- **Extracted text**
○ ○ ○
Public Service Officer - Job Description:
  • Dispatch and Teletype System/Law Enforcement Information Network (L.E.I.N.)

This is a two-person operation. These work stations are generally manned by a Corporal with a police Cadet assisting. They monitor a four-channel radio system and the business-alarm panel, receive calls from the desk officers, dispatch police units and log the calls/incidents in the complaint log and radio log. They provide ambulance and wrecker calls upon request from field units. They make L.E.I.N. checks for patrol units, enter and cancel "wanted" persons, vehicles and warrants as well as check stolen or recovered property through the system. They sometimes must answer telephone calls from citizens because of an overload on desk officers.

  • Switchboard/Complaint Desk

This work station is generally manned by one or more employees, depending on demands or calls coming into the desk. There are times when the duty Lieutenant must delay his other responsibilities to answer telephone calls at the desk. The police PSO assigned to the desk could write complaints at the desk and on very limited basis over the telephone, during peak periods. Complaint copies must also be separated for the various bureaus as directed.

Much of a Public Service Officer's time will be taken up in the detention area and caring for prisoners. The booking, printing, mugging, receipt of property and paperwork involved in the intake will be assigned to one of the Public Service Officers from desk/dispatch area. The PSO will be required to maintain inventory of prisoner meals, feed prisoners (a one-hour task for each meal) and see that the cells are properly cleaned. He will make prisoner inspection every hour as required by the department of Corrections. On weekends and holidays he/she is expected to clean lobby, desk and dispatch section. A PSO has many other miscellaneous duties, including fingerprinting for citizenship papers and employment clearances.
○ ○ ○
- **What you will do**
Repeat the Public Service Officer job description word for word, starting at the words "This is a two-person" and stopping after "on desk officers.".

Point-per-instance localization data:
○ ○ ○
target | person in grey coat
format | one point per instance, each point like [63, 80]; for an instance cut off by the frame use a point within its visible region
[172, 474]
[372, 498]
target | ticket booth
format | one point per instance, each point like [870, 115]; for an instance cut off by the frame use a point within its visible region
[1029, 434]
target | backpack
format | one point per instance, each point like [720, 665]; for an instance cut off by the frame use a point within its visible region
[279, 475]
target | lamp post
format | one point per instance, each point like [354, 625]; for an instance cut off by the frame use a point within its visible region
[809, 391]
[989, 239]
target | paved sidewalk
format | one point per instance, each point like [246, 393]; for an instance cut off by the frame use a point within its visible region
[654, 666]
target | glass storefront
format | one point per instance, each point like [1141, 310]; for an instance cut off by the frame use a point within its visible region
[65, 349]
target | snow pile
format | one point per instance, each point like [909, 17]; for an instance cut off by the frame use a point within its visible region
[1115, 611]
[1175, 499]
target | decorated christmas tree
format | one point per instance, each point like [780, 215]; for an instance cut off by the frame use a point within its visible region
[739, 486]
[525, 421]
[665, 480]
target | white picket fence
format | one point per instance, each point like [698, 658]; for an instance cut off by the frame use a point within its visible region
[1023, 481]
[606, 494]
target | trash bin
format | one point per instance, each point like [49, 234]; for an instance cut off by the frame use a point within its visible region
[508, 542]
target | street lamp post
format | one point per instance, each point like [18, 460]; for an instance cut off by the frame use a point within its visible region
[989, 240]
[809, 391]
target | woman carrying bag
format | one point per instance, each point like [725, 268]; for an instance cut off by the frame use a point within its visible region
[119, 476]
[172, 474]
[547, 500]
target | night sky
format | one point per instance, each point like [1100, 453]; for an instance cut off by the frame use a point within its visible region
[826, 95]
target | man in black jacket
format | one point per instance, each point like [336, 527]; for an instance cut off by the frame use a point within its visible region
○ ○ ○
- **Task result**
This is a two-person operation. These work stations are generally manned by a Corporal with a police Cadet assisting. They monitor a four-channel radio system and the business-alarm panel, receive calls from the desk officers, dispatch police units and log the calls/incidents in the complaint log and radio log. They provide ambulance and wrecker calls upon request from field units. They make L.E.I.N. checks for patrol units, enter and cancel "wanted" persons, vehicles and warrants as well as check stolen or recovered property through the system. They sometimes must answer telephone calls from citizens because of an overload on desk officers.